--- Start of Raw records ---
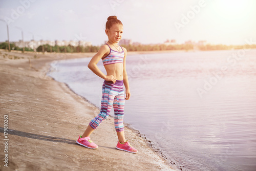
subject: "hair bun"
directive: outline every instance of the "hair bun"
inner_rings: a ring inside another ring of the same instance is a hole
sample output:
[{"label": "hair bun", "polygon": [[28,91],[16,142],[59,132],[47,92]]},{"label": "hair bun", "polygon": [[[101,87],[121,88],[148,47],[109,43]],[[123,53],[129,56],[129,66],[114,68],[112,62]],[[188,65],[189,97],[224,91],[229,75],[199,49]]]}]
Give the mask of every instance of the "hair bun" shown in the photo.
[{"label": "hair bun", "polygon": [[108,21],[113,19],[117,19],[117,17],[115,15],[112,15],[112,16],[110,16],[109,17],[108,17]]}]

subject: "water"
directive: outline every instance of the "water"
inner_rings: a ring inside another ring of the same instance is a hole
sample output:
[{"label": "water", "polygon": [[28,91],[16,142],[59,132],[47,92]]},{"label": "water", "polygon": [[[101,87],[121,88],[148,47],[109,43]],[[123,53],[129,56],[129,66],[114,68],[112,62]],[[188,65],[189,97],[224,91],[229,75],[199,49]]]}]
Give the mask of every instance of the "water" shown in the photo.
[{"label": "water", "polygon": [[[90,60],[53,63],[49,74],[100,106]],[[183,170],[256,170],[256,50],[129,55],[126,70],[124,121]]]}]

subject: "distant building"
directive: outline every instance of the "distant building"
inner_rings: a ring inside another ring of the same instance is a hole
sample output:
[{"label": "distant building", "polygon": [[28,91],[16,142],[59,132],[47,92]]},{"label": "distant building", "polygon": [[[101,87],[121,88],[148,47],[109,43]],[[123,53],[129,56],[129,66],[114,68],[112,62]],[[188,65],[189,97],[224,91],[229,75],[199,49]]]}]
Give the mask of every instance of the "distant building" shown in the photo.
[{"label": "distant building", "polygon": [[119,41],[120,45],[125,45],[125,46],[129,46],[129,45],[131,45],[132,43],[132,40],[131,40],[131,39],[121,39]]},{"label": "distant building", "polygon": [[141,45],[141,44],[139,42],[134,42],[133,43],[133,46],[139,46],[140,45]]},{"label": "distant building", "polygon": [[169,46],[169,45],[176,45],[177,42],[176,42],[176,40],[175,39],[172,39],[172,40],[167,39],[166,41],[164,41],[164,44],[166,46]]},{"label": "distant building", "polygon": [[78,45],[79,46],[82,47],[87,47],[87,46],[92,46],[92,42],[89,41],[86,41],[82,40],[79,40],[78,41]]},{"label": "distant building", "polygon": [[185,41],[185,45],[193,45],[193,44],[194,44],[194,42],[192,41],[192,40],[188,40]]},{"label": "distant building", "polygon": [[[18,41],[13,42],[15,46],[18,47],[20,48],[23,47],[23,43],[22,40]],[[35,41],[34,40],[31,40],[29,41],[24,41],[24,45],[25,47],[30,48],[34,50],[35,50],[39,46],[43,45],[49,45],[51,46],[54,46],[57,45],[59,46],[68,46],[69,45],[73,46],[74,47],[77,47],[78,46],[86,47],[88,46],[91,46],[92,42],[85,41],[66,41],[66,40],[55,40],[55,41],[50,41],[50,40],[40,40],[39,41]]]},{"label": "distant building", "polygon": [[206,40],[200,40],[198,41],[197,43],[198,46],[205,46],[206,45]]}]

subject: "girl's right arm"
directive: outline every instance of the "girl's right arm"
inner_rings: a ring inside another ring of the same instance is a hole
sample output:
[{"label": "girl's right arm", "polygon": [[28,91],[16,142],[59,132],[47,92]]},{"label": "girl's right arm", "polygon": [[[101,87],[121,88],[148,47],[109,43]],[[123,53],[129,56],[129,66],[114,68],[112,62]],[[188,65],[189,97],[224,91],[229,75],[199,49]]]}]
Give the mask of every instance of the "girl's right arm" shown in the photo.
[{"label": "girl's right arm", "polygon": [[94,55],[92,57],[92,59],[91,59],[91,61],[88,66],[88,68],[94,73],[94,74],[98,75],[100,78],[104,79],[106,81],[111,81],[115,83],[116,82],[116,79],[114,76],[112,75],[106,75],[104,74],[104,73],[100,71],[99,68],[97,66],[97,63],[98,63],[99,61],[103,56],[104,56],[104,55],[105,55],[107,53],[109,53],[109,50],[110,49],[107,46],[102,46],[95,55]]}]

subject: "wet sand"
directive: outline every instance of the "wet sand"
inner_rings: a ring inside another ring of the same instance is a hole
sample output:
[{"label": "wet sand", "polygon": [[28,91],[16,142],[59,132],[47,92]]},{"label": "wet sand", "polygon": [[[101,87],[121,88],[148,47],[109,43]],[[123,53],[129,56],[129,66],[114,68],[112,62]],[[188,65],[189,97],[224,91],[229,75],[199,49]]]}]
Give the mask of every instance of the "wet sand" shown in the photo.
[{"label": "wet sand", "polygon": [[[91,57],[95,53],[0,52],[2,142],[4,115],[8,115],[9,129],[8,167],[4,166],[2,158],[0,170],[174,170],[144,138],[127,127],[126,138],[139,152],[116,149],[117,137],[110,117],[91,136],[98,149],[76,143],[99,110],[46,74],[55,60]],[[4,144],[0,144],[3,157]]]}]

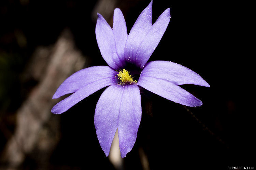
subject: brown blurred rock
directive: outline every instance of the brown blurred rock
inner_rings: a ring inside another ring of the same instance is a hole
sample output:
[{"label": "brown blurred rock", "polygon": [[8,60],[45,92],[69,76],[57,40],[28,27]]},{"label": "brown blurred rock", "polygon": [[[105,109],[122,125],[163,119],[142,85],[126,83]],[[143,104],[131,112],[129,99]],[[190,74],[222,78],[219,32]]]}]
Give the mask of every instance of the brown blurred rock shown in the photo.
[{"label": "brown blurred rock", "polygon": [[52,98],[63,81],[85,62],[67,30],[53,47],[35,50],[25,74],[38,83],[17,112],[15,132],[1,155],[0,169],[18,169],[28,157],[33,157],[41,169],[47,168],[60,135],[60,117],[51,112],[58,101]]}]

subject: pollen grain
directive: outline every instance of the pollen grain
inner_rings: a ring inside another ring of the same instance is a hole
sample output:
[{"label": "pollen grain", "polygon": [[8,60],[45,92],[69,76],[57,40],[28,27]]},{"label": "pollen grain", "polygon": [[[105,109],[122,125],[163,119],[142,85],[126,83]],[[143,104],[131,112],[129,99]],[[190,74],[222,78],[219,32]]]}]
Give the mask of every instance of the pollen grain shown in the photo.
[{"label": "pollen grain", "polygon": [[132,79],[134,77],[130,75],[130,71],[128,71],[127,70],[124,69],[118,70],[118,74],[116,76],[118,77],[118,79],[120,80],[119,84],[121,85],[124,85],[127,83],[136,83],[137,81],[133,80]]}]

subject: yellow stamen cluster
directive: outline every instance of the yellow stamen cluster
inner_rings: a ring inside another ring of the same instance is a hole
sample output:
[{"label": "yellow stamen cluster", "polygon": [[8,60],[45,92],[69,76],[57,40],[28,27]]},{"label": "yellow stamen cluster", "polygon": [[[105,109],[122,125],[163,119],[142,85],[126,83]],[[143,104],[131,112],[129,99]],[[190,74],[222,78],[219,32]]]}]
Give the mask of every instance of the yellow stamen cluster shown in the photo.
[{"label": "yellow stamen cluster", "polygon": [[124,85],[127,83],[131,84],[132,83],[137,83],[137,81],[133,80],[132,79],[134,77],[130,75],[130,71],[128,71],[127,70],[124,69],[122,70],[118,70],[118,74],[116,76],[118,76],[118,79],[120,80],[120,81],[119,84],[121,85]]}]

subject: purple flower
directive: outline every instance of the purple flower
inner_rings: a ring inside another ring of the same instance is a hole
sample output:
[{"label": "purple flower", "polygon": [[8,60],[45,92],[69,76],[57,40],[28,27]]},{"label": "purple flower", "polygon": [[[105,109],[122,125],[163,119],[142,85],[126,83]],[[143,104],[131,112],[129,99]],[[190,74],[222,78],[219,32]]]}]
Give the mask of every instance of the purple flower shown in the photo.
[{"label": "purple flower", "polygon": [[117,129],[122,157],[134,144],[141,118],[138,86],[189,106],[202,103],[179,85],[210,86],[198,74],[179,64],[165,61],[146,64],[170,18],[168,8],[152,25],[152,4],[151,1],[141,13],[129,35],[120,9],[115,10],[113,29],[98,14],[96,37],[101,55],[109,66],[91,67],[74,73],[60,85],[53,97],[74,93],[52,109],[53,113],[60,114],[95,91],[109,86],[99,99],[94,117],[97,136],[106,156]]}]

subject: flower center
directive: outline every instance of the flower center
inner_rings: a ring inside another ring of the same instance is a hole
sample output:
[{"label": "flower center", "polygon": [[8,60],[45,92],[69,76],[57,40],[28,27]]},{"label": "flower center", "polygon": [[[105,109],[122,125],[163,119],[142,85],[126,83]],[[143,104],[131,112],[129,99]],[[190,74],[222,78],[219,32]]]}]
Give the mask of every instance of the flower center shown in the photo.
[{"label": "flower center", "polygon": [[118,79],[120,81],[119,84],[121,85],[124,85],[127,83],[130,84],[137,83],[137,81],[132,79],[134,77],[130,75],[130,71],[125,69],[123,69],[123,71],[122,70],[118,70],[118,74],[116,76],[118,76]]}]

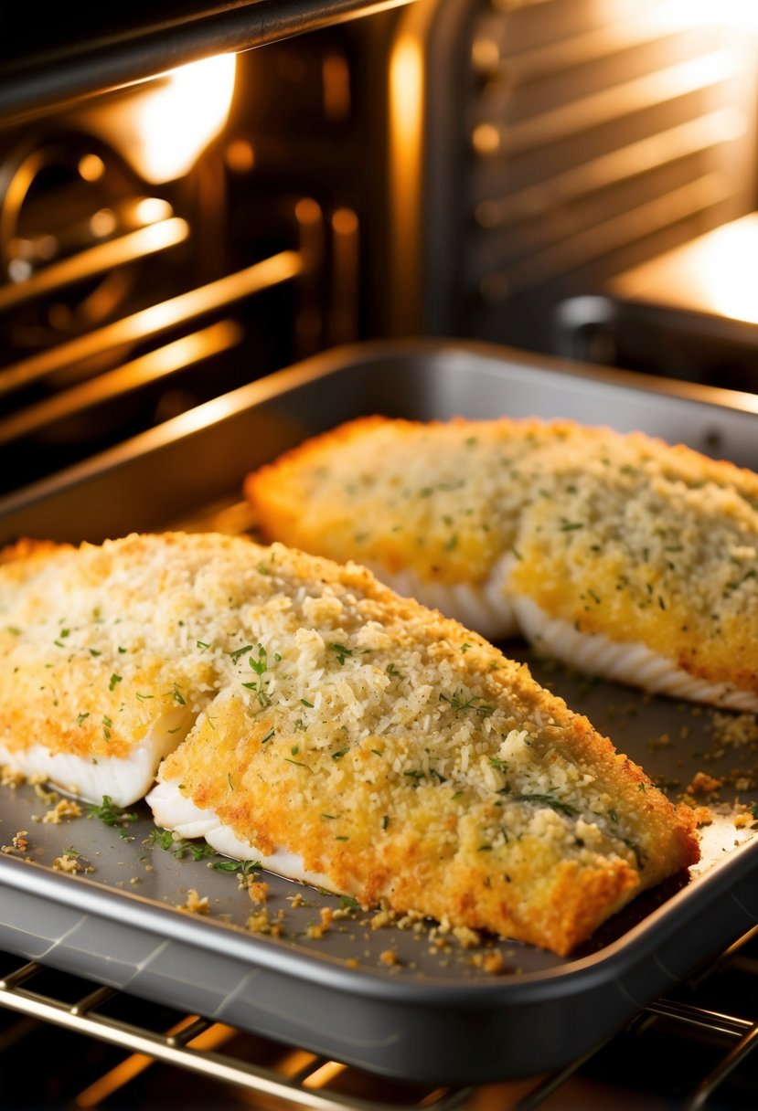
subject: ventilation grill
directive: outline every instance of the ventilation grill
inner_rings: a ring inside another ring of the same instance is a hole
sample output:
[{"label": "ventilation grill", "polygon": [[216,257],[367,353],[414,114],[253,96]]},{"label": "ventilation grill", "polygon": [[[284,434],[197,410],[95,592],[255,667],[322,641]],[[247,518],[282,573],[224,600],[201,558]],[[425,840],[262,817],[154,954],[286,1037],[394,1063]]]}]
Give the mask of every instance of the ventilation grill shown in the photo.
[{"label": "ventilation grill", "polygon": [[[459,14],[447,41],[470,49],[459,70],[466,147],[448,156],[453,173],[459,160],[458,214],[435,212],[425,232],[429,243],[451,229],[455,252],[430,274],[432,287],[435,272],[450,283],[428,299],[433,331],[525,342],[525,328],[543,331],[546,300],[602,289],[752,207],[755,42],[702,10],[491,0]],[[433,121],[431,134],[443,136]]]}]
--- End of Raw records ---
- _Exercise requirements_: Rewrite the stretch from the line containing "subject: ventilation grill" through the end of the lines, changing "instance" to "occurrence" and leaving everything else as it is.

- _Correct answer_:
subject: ventilation grill
directive: outline every occurrence of the ventilation grill
inner_rings: a ring inside another ring of the same occurrence is a hole
sample output:
[{"label": "ventilation grill", "polygon": [[216,257],[367,353],[414,114],[253,96]]},{"label": "ventilation grill", "polygon": [[[284,434],[197,410],[95,592],[255,667],[322,641]],[[247,518],[282,573],[224,600],[201,558]],[[425,840],[262,817],[154,954],[286,1037],[394,1063]]]}]
Give the mask of every occurrence of the ventilation grill shown in the photo.
[{"label": "ventilation grill", "polygon": [[[459,14],[447,41],[470,49],[459,70],[466,147],[448,156],[453,173],[459,160],[458,214],[435,212],[425,232],[429,243],[451,229],[455,252],[430,274],[432,287],[435,272],[450,283],[428,299],[433,331],[525,342],[525,328],[543,331],[546,300],[602,289],[752,207],[755,42],[702,10],[491,0]],[[433,121],[431,134],[443,136]]]}]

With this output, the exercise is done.